Format every line of the rows below as a numbered list, leaving out any blank lines.

** Start Rows **

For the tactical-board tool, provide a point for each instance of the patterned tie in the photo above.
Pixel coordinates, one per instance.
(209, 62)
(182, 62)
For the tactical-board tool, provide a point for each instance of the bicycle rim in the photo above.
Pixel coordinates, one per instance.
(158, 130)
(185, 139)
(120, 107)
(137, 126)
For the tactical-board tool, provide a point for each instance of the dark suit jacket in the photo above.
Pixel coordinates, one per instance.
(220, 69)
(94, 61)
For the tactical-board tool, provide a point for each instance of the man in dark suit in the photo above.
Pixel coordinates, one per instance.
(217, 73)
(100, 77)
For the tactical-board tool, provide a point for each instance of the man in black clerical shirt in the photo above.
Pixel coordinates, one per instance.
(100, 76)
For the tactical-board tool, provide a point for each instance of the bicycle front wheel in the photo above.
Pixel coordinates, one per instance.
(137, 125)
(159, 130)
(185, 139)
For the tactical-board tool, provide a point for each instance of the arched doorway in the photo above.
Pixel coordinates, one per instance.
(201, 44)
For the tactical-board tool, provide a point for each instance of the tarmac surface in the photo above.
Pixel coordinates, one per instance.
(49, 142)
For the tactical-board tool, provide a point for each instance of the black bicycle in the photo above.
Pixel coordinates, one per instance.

** End Rows **

_Answer in full_
1. For the tactical-board tool, provide a point for each instance of the patterned tie in the photo above.
2. Pixel coordinates, one per instance.
3. (209, 62)
4. (182, 62)
5. For the tactical-board tool, provide a point for each instance of the bicycle rim in the photo above.
6. Pixel coordinates, one per instance.
7. (158, 130)
8. (185, 139)
9. (120, 107)
10. (137, 126)
11. For the tactical-board tool, provide a point for each instance of the dark suit jacket in the photo above.
12. Pixel coordinates, one per instance.
13. (220, 69)
14. (94, 61)
15. For the tactical-board tool, provide a point for each instance of the man in dark suit in the photo above.
16. Pixel coordinates, one per instance.
17. (217, 73)
18. (100, 77)
19. For the tactical-board tool, provide a point for each instance of the man in black clerical shirt in the photo above.
20. Pixel coordinates, one per instance.
21. (100, 76)
22. For the tactical-board tool, provide a point for each instance of the bicycle front wheel in the photo above.
23. Pixel coordinates, one per instance.
24. (137, 125)
25. (159, 130)
26. (185, 139)
27. For the tactical-board tool, provide a point for each instance of the arched doorway in the photo above.
28. Pixel coordinates, one per instance.
29. (201, 44)
30. For the tactical-board tool, provide a point for each instance of the tarmac surface in the photo above.
31. Pixel coordinates, one per instance.
32. (49, 142)
33. For the tactical-board tool, provide a point for each instance of the black bicycle in the photo above.
34. Pixel coordinates, one per instance.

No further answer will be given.